Pointing dataset entries:
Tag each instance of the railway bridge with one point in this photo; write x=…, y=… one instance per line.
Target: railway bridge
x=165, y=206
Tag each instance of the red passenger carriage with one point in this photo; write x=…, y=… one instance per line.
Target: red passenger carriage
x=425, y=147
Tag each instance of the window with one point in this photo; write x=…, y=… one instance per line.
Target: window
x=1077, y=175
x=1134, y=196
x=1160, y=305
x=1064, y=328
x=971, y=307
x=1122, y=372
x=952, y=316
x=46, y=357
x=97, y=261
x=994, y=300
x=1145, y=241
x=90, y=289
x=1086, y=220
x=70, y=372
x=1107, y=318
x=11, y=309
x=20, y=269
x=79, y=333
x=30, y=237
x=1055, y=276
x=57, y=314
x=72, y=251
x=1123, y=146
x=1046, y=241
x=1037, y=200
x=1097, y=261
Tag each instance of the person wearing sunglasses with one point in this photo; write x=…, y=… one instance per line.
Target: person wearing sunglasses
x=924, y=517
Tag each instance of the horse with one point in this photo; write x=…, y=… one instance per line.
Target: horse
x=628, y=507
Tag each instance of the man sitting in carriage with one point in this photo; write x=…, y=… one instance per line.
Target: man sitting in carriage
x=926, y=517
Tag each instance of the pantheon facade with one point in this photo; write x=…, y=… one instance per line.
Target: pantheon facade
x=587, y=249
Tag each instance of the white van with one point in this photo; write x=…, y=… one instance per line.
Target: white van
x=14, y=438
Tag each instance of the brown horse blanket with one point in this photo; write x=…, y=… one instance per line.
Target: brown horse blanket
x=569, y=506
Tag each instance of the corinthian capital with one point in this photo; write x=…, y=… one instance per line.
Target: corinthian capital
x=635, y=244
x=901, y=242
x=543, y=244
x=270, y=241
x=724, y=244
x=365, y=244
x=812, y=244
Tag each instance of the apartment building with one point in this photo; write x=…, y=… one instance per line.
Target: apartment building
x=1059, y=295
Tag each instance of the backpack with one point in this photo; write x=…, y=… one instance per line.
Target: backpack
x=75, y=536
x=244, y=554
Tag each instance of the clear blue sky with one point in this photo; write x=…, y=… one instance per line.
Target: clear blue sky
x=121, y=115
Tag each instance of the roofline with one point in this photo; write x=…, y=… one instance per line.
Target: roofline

YOUR GOAL: Write out again the stretch of entries from the line that contains "Tag each instance of the man" through the line that contains "x=244, y=554", both ends included, with the requests unchanged. Multiply every x and y coordinate in the answers by 0.9 and round each to the nearest whole number, rounding halves up.

WRITTEN ANSWER:
Tag each instance of the man sitting in carriage with one point in this photo; write x=…, y=… one instance per line.
Target: man sitting in carriage
x=833, y=465
Tag each instance of the pantheon facade with one point in this photo; write x=…, y=… one instance per line.
Target: pantheon facade
x=528, y=224
Tag each instance of the white van with one point in this photo; write x=…, y=… one instance per line.
Target: white van
x=13, y=394
Tag each instance of the brown horse blanket with one point in this photo; write x=…, y=… one instance per line.
Target: brown horse blanket
x=512, y=455
Tag each instance of the corinthian capital with one point in this photo; write x=…, y=… one instance per line.
Target: corinthian capital
x=572, y=220
x=811, y=218
x=489, y=220
x=243, y=217
x=652, y=220
x=329, y=220
x=731, y=220
Tag each instance of the apartment building with one point in this photo; write x=…, y=… one instance per line.
Target: apartment building
x=953, y=266
Tag each instance of the backpack with one point in this photo; write x=…, y=… one instance per line.
Target: backpack
x=68, y=482
x=220, y=499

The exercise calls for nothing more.